From the entries below, collect and copy out every line that contains the string "figure".

— Start of Entries —

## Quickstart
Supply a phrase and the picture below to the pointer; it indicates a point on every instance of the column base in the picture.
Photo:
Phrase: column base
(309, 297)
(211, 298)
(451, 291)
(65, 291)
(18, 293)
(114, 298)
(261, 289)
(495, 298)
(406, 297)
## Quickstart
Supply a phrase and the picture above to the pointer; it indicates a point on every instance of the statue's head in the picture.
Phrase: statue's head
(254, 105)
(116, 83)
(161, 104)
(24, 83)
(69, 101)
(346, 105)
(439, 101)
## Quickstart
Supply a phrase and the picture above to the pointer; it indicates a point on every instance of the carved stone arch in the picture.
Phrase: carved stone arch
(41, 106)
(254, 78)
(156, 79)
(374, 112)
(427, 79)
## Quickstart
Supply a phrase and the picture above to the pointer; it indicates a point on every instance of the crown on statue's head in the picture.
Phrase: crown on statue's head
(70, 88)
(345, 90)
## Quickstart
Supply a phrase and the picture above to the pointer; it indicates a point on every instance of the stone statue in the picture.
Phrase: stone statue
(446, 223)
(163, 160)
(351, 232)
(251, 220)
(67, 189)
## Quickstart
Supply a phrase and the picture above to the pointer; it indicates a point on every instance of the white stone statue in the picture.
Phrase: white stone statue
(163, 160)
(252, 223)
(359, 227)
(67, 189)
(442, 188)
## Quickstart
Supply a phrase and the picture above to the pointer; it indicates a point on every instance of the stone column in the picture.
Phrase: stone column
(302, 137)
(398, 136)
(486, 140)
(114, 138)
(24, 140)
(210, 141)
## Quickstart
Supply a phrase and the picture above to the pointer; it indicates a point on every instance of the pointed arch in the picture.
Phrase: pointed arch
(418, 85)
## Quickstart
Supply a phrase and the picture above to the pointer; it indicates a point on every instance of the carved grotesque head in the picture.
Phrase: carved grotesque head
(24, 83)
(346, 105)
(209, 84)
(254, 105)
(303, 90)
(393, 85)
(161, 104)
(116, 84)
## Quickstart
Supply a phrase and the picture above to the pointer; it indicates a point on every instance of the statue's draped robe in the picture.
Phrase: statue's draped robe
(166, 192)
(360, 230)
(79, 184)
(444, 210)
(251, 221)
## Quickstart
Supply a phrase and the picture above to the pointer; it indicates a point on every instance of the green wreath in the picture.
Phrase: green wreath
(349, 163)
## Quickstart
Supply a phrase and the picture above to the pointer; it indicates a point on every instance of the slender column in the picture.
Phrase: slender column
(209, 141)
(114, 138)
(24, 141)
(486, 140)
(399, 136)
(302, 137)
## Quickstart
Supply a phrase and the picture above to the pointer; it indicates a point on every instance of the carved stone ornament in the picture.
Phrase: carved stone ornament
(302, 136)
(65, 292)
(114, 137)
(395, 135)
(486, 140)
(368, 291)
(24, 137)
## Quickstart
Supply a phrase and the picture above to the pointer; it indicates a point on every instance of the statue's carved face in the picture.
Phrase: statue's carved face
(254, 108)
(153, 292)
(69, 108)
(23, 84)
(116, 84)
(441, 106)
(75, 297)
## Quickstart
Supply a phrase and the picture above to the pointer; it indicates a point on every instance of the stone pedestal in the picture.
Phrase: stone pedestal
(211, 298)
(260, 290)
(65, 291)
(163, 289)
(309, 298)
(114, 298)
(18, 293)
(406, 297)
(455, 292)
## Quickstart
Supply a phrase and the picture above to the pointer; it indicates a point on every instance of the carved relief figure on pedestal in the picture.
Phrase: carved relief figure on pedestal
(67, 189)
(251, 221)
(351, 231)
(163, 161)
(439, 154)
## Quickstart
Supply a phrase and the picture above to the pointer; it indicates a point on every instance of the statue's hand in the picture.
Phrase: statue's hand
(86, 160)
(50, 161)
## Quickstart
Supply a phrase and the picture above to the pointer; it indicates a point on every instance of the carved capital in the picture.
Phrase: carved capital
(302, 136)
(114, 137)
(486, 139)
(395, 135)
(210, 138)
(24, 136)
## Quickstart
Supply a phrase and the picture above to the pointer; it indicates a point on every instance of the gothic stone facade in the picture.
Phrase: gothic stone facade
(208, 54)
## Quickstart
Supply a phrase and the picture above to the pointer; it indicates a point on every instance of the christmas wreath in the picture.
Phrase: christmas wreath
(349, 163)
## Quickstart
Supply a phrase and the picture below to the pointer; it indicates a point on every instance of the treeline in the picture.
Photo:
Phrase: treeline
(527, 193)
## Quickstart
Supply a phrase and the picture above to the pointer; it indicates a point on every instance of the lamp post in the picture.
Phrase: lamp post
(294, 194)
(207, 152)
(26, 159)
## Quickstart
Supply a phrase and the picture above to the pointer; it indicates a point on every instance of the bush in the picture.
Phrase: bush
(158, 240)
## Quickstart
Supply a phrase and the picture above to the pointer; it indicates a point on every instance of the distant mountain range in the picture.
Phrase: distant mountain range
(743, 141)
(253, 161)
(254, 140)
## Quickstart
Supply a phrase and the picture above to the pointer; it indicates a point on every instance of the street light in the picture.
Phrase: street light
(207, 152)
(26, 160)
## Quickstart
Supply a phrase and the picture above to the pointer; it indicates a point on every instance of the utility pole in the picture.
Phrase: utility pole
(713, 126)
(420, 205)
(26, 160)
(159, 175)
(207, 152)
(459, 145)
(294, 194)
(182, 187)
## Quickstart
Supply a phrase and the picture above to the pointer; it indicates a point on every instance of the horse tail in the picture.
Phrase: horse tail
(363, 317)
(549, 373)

— End of Entries —

* The completed task:
Supply a phrase and the picture above to the pointer; it indicates a point on every instance of the carved relief figure on pedestal in the picture.
Phrase: carved relief figure on pedestal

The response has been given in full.